Material supplied Block Start

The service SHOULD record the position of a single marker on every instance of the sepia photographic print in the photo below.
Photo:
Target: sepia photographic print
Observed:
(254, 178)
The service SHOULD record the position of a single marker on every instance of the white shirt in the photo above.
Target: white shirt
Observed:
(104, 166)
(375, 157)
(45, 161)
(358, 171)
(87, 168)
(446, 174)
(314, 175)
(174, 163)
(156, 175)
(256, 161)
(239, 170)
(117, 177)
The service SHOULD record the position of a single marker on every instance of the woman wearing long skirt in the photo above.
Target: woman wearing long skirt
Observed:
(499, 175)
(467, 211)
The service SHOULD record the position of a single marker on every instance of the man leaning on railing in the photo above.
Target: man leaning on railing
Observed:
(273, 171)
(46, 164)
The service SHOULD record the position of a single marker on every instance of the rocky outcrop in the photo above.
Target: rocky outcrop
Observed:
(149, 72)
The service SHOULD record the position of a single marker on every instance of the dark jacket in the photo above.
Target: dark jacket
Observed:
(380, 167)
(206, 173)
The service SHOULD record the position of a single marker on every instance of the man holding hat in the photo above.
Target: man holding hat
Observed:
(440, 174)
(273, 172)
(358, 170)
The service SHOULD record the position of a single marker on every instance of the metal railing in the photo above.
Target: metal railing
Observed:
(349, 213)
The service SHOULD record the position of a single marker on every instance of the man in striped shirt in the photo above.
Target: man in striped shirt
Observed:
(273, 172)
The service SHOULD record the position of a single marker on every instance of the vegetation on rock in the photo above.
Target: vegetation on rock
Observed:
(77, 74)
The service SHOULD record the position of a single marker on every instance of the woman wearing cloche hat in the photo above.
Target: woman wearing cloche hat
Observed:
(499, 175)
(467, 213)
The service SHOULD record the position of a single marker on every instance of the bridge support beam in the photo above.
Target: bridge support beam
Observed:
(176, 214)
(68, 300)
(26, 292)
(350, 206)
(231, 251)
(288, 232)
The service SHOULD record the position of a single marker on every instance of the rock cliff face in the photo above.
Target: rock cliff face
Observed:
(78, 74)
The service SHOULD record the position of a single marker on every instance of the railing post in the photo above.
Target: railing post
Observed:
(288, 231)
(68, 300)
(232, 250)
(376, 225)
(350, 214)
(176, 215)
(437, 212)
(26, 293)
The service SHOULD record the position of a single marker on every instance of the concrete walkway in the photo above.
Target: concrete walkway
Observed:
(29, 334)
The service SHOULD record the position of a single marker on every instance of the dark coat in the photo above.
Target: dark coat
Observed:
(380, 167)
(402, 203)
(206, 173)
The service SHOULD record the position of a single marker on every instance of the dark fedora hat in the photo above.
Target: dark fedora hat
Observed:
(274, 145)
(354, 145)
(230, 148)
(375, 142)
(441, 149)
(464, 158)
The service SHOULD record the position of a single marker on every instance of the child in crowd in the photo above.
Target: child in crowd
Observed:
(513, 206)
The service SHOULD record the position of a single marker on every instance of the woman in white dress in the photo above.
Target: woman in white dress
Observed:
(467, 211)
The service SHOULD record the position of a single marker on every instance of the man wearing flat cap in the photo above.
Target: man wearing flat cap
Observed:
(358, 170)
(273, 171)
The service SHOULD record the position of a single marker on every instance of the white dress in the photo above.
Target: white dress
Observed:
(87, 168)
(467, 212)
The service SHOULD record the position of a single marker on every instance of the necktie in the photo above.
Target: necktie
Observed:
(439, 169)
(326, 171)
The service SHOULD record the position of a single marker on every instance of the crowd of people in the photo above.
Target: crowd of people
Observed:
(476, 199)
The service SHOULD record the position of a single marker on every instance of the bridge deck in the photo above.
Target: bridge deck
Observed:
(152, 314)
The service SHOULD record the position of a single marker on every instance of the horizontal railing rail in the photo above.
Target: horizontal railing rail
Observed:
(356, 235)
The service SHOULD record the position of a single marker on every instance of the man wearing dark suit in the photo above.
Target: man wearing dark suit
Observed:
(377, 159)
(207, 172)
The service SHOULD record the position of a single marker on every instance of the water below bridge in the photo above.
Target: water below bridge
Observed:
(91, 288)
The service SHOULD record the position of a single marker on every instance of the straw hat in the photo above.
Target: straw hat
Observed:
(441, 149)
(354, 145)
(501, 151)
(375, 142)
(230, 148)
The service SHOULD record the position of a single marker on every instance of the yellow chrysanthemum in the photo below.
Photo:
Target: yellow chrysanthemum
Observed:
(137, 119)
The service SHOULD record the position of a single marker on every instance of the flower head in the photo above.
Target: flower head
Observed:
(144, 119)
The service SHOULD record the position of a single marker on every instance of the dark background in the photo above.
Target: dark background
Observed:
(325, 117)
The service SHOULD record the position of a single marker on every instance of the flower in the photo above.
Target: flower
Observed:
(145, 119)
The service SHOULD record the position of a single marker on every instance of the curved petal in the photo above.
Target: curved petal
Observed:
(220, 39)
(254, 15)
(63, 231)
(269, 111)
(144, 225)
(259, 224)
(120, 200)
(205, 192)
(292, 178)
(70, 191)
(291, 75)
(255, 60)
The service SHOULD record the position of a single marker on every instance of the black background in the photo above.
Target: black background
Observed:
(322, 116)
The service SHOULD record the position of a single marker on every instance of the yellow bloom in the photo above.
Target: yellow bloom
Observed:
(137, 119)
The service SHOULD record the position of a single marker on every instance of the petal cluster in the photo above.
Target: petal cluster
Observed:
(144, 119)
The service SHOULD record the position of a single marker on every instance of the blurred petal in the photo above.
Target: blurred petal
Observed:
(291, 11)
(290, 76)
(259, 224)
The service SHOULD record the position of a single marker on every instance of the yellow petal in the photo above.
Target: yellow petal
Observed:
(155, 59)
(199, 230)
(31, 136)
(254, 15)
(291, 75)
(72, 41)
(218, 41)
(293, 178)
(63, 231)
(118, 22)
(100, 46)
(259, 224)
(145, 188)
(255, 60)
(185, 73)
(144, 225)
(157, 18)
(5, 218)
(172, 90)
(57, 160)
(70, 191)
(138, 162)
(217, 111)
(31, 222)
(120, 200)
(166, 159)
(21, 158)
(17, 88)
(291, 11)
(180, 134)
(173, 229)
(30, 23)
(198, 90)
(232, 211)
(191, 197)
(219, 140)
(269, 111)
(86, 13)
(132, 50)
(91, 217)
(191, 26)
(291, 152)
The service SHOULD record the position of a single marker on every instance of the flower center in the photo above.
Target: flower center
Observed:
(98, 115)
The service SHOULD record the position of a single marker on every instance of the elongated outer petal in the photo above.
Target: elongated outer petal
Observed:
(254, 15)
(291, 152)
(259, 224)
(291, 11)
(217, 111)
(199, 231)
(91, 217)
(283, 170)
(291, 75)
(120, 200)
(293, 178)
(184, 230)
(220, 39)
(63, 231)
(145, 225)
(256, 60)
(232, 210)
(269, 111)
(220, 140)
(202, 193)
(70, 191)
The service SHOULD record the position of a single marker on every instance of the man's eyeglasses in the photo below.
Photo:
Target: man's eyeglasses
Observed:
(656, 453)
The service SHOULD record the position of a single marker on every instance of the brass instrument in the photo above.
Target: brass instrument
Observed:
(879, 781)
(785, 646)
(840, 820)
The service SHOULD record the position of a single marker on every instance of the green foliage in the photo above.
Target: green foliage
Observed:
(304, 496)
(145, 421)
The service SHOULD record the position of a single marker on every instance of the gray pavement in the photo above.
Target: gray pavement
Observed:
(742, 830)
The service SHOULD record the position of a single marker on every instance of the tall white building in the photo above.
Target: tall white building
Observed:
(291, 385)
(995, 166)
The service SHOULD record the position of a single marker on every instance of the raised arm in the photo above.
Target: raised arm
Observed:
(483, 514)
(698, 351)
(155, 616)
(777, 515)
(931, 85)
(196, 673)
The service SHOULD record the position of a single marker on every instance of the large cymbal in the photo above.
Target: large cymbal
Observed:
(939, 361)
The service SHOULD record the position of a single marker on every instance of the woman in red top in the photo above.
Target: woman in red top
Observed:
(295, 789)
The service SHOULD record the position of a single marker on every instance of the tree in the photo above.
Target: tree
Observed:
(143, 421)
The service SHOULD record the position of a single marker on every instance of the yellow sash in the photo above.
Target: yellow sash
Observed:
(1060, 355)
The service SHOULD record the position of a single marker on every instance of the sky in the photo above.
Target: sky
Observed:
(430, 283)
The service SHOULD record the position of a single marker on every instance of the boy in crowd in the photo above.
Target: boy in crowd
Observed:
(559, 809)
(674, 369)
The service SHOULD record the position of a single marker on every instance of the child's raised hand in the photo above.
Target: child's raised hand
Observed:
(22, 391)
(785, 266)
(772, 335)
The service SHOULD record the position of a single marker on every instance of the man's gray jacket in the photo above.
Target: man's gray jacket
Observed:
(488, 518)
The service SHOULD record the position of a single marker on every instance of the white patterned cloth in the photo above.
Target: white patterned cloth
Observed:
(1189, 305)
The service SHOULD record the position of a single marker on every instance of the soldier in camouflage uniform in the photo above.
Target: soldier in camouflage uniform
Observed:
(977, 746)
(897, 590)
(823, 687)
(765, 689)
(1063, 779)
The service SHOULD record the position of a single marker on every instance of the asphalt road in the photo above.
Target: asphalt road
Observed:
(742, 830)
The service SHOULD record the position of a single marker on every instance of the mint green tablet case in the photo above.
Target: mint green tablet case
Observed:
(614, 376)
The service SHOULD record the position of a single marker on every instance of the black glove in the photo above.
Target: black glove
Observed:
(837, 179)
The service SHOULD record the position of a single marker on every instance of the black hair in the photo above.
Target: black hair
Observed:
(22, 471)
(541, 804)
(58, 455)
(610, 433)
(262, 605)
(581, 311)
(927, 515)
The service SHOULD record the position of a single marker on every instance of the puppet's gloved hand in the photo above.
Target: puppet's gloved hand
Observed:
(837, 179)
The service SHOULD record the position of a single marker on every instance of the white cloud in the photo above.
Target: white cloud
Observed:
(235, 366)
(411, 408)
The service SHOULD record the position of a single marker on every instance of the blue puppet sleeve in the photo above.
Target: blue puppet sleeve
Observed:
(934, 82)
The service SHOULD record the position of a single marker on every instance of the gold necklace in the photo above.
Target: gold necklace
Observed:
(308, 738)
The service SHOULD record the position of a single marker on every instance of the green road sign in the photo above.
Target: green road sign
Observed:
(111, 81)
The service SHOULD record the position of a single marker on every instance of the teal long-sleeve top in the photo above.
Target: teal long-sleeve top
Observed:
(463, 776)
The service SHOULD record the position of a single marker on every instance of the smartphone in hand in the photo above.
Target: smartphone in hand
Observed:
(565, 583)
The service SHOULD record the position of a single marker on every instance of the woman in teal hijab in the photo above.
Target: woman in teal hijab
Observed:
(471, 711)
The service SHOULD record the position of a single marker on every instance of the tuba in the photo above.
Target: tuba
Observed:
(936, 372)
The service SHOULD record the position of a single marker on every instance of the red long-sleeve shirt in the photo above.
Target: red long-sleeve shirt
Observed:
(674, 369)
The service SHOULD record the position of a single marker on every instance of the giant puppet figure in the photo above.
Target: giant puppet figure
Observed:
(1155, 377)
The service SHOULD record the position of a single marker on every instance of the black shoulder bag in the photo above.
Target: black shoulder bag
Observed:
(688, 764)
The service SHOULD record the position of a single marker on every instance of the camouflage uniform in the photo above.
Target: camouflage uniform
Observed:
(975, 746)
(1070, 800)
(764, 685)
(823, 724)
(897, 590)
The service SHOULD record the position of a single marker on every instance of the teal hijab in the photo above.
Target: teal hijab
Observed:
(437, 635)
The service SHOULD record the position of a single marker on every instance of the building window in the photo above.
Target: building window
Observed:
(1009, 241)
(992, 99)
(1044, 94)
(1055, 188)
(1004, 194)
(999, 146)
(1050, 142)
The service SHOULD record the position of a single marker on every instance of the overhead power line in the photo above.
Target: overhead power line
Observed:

Material supplied Block End

▸ **What this task involves**
For the word "blue", say how many lines of the listing contain it; give the number alone.

▸ **Solution below**
2